Rewrite the items below as a JSON list of strings, one string per line, leaving out any blank lines.

SOURCE MATERIAL.
+--

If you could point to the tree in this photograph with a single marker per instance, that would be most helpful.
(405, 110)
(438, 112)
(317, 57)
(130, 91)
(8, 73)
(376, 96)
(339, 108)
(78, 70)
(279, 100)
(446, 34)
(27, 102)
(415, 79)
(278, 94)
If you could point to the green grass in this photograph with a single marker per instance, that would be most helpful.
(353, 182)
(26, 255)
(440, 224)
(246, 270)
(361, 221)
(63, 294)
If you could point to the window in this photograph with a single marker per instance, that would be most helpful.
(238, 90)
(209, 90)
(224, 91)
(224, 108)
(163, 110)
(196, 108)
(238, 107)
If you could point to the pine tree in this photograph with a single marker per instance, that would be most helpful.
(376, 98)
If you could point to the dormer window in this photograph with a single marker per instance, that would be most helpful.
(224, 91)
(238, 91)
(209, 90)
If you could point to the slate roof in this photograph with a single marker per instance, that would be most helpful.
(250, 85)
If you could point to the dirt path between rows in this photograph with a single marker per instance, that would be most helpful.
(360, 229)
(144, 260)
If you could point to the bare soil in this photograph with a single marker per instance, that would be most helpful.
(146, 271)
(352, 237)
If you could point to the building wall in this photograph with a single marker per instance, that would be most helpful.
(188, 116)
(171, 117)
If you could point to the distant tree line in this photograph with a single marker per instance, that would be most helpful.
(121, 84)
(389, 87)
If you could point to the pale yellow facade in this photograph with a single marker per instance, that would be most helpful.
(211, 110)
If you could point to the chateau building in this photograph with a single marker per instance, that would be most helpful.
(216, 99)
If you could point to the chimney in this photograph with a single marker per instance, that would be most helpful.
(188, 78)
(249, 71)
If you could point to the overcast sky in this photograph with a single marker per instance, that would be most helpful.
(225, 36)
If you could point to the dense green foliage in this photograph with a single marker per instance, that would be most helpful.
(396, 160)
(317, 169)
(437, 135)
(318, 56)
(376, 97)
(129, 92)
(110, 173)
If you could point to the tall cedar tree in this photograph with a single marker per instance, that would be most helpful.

+--

SOLVED PROBLEM.
[
  "If you could point to the tree in this photograph with a single marker per instance, that would be most helpful.",
  "(405, 110)",
  "(438, 112)",
  "(317, 57)",
  "(130, 91)",
  "(8, 73)",
  "(376, 96)",
  "(339, 108)",
  "(78, 70)",
  "(279, 100)",
  "(446, 34)",
  "(27, 102)",
  "(415, 79)",
  "(278, 94)",
  "If you could point to the green grass in this photograph with a single marker per instance, that would be most helpful.",
  "(353, 182)",
  "(26, 255)",
  "(440, 224)",
  "(246, 270)",
  "(361, 221)",
  "(63, 294)",
  "If you could point to the window in this photograph with a single marker per instance, that would be most helpful.",
  "(238, 90)",
  "(209, 90)",
  "(224, 91)",
  "(224, 108)",
  "(163, 110)",
  "(196, 108)",
  "(238, 107)",
  "If you could point to the pine tree in this photograph with a single marker per instance, that would be most helpful.",
  "(376, 98)",
  "If you could point to the dormer window in this photograph with a single marker per instance, that would be most helpful.",
  "(224, 91)",
  "(238, 91)",
  "(209, 90)",
  "If you could point to the slate roof in this photograph with a single marker per instance, that would be most helpful.",
  "(250, 85)",
  "If you could point to the dirt path between rows in this photograph with a single marker per instance, that would be most helpful.",
  "(360, 229)",
  "(144, 260)",
  "If you could point to the bare soil in this photograph with a single marker per instance, that would be most helpful.",
  "(146, 271)",
  "(352, 237)",
  "If you could point to the building wall in this photograph with a single marker per instance, that would be most helpful.",
  "(188, 116)",
  "(171, 117)",
  "If you could point to the distant tree line in this photograph with a single marker per instance, that would be most helpful.",
  "(121, 84)",
  "(389, 87)",
  "If you could point to the pale yellow facade in this photograph with a single marker per instance, that would be most helpful.",
  "(211, 110)",
  "If you could point to the chateau building in this photograph with a single marker per instance, that would be most helpful.",
  "(216, 99)",
  "If you could point to the chimney in this photograph with a single marker per instance, that would be most helpful.",
  "(188, 78)",
  "(249, 71)",
  "If you could point to the overcast sky in this photograph with a single marker per instance, that would be most helpful.",
  "(225, 36)",
  "If you could point to the dense green foliage in this photograph with a single marker per instance, that would be most helpful.",
  "(396, 160)",
  "(317, 169)",
  "(437, 135)",
  "(318, 56)",
  "(376, 97)",
  "(129, 92)",
  "(110, 173)",
  "If you could point to the tall cedar tree in this photograph with a single marker per instance, that would be most helpful."
]